Problem statement. Convert the lines below into a JSON list of strings, one string per line, leaving out blank lines and any pictures.

* Start Data shown *

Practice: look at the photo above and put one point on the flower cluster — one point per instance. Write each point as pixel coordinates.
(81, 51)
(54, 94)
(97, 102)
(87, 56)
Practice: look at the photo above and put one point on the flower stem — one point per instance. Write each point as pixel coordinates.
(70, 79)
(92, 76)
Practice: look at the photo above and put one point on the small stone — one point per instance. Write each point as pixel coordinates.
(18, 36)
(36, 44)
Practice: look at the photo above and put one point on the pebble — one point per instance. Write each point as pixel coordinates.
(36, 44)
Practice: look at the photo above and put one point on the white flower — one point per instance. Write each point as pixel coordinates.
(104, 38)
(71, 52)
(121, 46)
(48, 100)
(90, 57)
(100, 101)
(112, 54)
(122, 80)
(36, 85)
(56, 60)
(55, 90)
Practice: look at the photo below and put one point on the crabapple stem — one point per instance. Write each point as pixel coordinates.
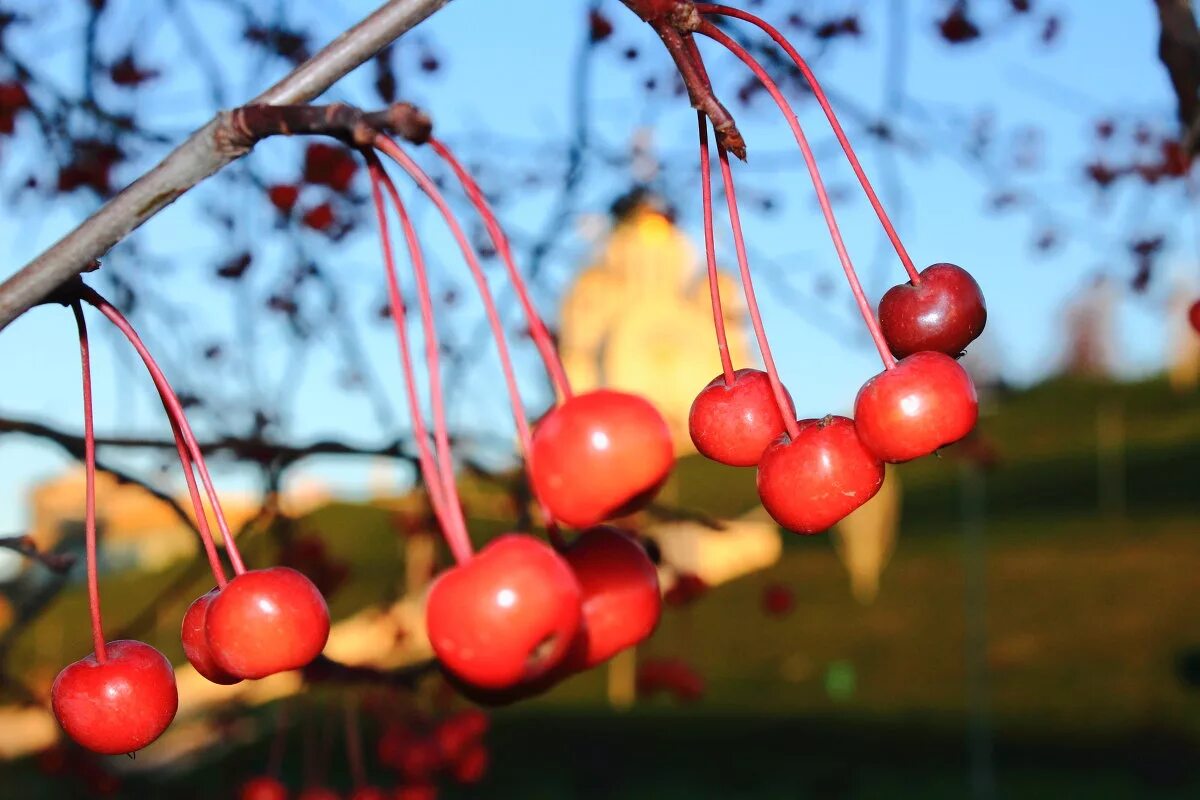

* End Data shown *

Answer below.
[
  "Practice: look at the photo above and put one point on the flower cluster — one point per instance. Write each point as pixel coordinates.",
  "(81, 51)",
  "(54, 94)",
  "(97, 102)",
  "(87, 56)",
  "Practice: look at the photo above and put one point on the flower stem — one point per instance. Write each point as pixel coordinates.",
  "(70, 79)",
  "(92, 76)",
  "Practice: look at the photo above and put one point on the small stone — one point per instance. Write each point as pixel coordinates.",
  "(18, 36)",
  "(36, 44)",
  "Practice: look at the photo above and put one point on the pebble — one point per instance. Write each point as pixel coordinates.",
  "(36, 44)",
  "Practice: look at the photo above and put one point on the white flower — one point per instance. Write each point as pixel coordinates.",
  "(104, 38)",
  "(71, 52)",
  "(121, 46)",
  "(48, 100)",
  "(90, 57)",
  "(100, 101)",
  "(112, 54)",
  "(122, 80)",
  "(36, 85)",
  "(56, 60)",
  "(55, 90)",
  "Practice: look at the photo below and put one point on the crabapple stem — one point per instance. Write each point as pixel coordinates."
]